* **Stated exercise**
Reproduce the listing below, substituting "cut-out" for each occurrence of "cutout" and leaving everything else unchanged.

* **Supplied data**
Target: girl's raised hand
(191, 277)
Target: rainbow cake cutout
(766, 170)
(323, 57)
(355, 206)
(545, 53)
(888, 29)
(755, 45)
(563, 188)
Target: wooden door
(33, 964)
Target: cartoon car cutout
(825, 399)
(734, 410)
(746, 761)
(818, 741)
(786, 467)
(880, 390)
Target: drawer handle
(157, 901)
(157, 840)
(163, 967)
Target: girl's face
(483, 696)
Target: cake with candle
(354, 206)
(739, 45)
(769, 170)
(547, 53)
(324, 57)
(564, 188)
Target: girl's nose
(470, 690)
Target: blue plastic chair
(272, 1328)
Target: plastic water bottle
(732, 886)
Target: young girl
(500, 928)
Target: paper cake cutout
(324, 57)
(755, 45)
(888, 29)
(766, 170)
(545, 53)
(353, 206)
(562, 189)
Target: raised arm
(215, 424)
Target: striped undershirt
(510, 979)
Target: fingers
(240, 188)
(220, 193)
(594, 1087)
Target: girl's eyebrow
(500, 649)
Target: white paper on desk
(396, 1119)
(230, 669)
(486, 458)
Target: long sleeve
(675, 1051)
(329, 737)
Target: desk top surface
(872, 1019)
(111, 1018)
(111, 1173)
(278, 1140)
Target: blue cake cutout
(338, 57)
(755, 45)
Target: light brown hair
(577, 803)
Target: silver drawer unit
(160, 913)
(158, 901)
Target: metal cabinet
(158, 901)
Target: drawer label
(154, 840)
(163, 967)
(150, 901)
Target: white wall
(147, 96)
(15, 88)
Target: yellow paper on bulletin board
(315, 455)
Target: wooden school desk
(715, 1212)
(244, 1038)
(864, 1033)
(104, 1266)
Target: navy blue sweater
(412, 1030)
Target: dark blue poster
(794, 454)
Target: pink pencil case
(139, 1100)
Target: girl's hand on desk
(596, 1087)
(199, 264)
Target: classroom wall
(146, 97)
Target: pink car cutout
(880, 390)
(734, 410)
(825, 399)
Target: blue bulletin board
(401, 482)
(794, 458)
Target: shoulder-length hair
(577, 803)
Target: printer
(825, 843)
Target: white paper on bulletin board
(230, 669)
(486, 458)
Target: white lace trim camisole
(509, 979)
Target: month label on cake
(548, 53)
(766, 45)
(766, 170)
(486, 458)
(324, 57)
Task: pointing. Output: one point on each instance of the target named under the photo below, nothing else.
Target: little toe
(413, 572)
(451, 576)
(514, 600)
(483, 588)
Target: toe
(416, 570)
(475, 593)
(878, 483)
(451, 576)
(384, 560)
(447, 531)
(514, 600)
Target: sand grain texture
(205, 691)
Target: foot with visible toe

* **Exercise answer**
Target: girl's raised hand
(191, 277)
Target: rainbow cake cut-out
(766, 170)
(323, 57)
(355, 206)
(545, 53)
(888, 29)
(755, 45)
(563, 188)
Target: wooden door
(33, 964)
Target: cartoon car cut-out
(825, 399)
(734, 410)
(746, 761)
(818, 741)
(786, 467)
(880, 390)
Target: drawer handle
(157, 901)
(157, 840)
(163, 967)
Target: girl's face
(483, 696)
Target: cake with candle
(354, 206)
(739, 45)
(769, 170)
(547, 53)
(324, 57)
(564, 188)
Target: girl's nose
(470, 690)
Target: blue plastic chair
(272, 1328)
Target: plastic water bottle
(732, 886)
Target: young girl
(500, 928)
Target: paper cake cut-out
(324, 57)
(755, 45)
(888, 29)
(766, 170)
(545, 53)
(353, 206)
(562, 189)
Target: raised arm
(215, 424)
Target: striped undershirt
(510, 979)
Target: fingers
(240, 188)
(220, 193)
(594, 1087)
Target: girl's eyebrow
(500, 649)
Target: white paper on desk
(396, 1119)
(230, 669)
(486, 458)
Target: long sleeve
(675, 1051)
(329, 737)
Target: desk top surface
(872, 1019)
(111, 1018)
(111, 1173)
(278, 1140)
Target: blue cake cut-out
(338, 57)
(755, 45)
Target: light brown hair
(577, 803)
Target: silver drawer unit
(160, 913)
(158, 901)
Target: metal cabinet
(158, 901)
Target: drawer label
(154, 840)
(163, 967)
(150, 901)
Target: white wall
(147, 96)
(15, 88)
Target: yellow paper on bulletin board
(315, 455)
Target: wooden school desk
(715, 1212)
(244, 1038)
(864, 1033)
(104, 1266)
Target: navy blue sweater
(412, 1030)
Target: dark blue poster
(794, 454)
Target: pink pencil case
(139, 1100)
Target: girl's hand on desk
(596, 1087)
(199, 264)
Target: classroom wall
(146, 97)
Target: pink car cut-out
(880, 390)
(734, 410)
(825, 399)
Target: blue bulletin board
(401, 482)
(794, 458)
Target: shoulder-length hair
(577, 803)
Target: printer
(825, 843)
Target: white paper on bulletin board
(230, 669)
(486, 458)
Target: white lace trim camisole
(509, 979)
Target: month label on cake
(548, 53)
(766, 45)
(766, 170)
(486, 458)
(324, 57)
Task: pointing. Output: one point on each instance of the target named under the photo below, nothing else.
Target: little toe
(413, 572)
(451, 576)
(514, 600)
(483, 588)
Target: toe
(416, 570)
(475, 593)
(878, 483)
(451, 576)
(384, 560)
(447, 531)
(514, 600)
Target: sand grain texture
(205, 691)
Target: foot with visible toe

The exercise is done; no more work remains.